• **Written request**: Below is a block of records; repeat all of them exactly.
begin
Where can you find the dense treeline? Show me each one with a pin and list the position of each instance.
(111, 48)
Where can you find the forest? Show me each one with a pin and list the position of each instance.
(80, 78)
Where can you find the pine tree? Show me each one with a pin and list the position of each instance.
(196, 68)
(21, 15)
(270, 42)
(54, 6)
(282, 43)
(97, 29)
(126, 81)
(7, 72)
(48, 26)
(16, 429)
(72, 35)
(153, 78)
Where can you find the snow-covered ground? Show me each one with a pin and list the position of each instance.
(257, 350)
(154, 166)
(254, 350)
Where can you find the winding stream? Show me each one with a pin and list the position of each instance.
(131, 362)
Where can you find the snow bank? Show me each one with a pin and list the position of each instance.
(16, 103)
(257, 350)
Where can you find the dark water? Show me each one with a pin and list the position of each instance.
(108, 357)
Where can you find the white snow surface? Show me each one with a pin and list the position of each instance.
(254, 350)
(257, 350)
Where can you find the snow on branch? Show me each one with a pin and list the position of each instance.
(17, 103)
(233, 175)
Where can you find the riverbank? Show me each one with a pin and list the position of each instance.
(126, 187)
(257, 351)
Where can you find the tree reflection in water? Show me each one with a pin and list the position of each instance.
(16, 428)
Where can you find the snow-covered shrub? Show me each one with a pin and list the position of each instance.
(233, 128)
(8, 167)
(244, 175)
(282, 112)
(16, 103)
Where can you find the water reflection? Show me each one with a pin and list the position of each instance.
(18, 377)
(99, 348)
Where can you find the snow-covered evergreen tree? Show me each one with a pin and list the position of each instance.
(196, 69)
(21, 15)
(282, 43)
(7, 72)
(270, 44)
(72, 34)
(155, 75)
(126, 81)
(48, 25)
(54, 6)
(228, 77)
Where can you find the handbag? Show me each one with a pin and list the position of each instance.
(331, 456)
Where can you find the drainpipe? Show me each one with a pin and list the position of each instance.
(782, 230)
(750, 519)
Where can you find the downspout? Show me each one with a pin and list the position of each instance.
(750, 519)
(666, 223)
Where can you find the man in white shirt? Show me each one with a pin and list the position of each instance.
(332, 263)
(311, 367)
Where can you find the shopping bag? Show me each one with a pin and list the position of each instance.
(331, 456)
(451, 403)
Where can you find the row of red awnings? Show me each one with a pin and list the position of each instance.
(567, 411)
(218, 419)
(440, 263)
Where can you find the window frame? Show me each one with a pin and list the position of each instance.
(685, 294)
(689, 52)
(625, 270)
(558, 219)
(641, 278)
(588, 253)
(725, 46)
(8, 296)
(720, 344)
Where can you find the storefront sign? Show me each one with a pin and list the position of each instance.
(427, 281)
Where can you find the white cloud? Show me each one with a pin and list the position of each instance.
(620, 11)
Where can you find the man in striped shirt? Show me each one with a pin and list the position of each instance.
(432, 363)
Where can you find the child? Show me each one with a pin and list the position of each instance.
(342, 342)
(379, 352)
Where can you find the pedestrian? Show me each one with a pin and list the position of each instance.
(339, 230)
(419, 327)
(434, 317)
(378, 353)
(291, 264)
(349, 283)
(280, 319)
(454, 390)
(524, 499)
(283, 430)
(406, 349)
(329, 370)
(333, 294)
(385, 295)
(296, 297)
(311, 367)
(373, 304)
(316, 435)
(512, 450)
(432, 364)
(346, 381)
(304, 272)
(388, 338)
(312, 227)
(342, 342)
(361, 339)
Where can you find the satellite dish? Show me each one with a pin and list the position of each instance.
end
• **Worked solution**:
Where can you find the dense treeline? Show me each one with a pin and list the position of each instance.
(111, 48)
Where can you find the forest? Show me each one with a pin and list the position of each instance.
(80, 78)
Where can you find the pine tree? Show me each one with a pin and list the position of each instance.
(196, 68)
(21, 15)
(270, 42)
(54, 6)
(282, 43)
(97, 29)
(126, 81)
(7, 72)
(48, 26)
(16, 429)
(72, 35)
(153, 78)
Where can you find the snow-covered ground? Show me each one with a pin and list the position of each instance.
(257, 350)
(154, 166)
(254, 350)
Where can you find the winding stream? Show me each one with a pin and list the position of each instance.
(131, 362)
Where can you find the snow bank? Show me each one with a pin and list the position of each instance.
(16, 103)
(257, 350)
Where can you find the dark water? Show me each one with a pin and list the position of each instance.
(108, 357)
Where can you find the white snow surface? Show me each one with a pin and list the position of each instance.
(254, 350)
(257, 350)
Where can you find the snow on branch? Show me each one with a pin and list the position of each instance.
(17, 103)
(233, 175)
Where can you find the riverbank? Show me each one with a pin and list the position of each instance.
(126, 187)
(257, 351)
Where can you find the tree reflection in water? Show me each one with a pin and list the position of each instance.
(16, 428)
Where can you find the snow-covered shrub? Show me each one with a pin and list the position of each instance.
(233, 128)
(8, 167)
(244, 175)
(282, 112)
(16, 103)
Where can you find the water reflection? Show me each one with a pin and list the position of each instance.
(18, 377)
(99, 348)
Where can you find the snow-covered evergreen tree? Show me each one with a pin and list the position of each instance.
(196, 69)
(21, 15)
(282, 43)
(7, 72)
(270, 44)
(72, 34)
(155, 75)
(126, 81)
(48, 25)
(54, 6)
(228, 77)
Where can you find the handbag? Show me each one with a pin and list the position of each instance.
(331, 456)
Where can you find the drainpipe? Show me each one with a pin and list the position of each instance.
(782, 230)
(750, 519)
Where can you find the downspout? Show me each one with a pin and list the position of each instance.
(750, 519)
(666, 223)
Where can you find the man in white shirt? Show me each one with a pin and list the position of each instance.
(332, 263)
(311, 367)
Where can you find the shopping bag? Show me each one with a pin and list the position of each instance.
(331, 456)
(451, 403)
Where can you find the row of red awnings? Show me each one with a pin and list the position of each instance.
(567, 411)
(218, 419)
(440, 263)
Where can you find the window frame? Show me each one with a pin and list the position of each instance.
(685, 294)
(689, 52)
(625, 270)
(558, 219)
(641, 278)
(588, 253)
(725, 46)
(8, 296)
(720, 344)
Where can you find the storefront sign? Show me each one with a pin and list the position of each instance.
(427, 281)
Where can you find the white cloud? Show me each one with a pin and list the position of each instance.
(620, 11)
Where can you find the man in striped shirt? Show me each one with a pin and list the position of each instance.
(432, 363)
Where can you find the child? Show me each one with a pin and list the position of each instance.
(342, 342)
(379, 352)
Where can you find the pedestrian? Show me each one with a pin and list the position of each instance.
(339, 230)
(419, 327)
(434, 317)
(378, 353)
(291, 264)
(349, 283)
(280, 319)
(454, 390)
(524, 499)
(283, 430)
(406, 349)
(329, 370)
(333, 294)
(385, 295)
(296, 297)
(311, 367)
(373, 304)
(316, 435)
(512, 450)
(432, 364)
(346, 381)
(304, 272)
(388, 338)
(312, 227)
(342, 342)
(361, 339)
Where can you find the satellite dish? Show me each one with a pin and list the position of each instance.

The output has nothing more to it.